Extracted records

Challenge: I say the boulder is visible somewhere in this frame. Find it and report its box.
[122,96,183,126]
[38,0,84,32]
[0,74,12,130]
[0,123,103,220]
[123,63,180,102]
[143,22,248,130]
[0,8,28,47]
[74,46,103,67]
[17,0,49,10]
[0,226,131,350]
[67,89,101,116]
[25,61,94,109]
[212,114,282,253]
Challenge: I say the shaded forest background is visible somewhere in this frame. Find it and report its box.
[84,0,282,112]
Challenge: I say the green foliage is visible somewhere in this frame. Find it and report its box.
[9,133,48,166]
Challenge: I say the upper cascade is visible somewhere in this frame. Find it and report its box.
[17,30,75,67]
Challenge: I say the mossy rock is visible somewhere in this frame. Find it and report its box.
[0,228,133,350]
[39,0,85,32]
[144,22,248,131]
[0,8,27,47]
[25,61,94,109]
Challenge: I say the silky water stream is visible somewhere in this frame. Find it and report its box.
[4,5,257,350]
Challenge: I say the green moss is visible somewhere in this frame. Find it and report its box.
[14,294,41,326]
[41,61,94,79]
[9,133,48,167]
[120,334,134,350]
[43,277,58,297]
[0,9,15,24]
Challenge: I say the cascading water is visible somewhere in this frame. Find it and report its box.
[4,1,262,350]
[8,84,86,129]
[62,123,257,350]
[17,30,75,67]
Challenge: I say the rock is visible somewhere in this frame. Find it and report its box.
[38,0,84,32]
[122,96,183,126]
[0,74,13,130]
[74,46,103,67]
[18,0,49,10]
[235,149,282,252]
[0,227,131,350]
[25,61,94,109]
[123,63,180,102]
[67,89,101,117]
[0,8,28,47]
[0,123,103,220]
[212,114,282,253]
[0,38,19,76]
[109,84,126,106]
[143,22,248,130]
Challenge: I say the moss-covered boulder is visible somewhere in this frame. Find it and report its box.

Stated exercise
Please rename "silky water stream" as "smooth water channel" in everything from "Challenge: I say the silky" down to "[4,5,257,350]", and give those lines again with nothing else changed.

The output
Challenge: I say the smooth water channel is visible somewhere in this frame. Find it and report its box.
[4,5,257,350]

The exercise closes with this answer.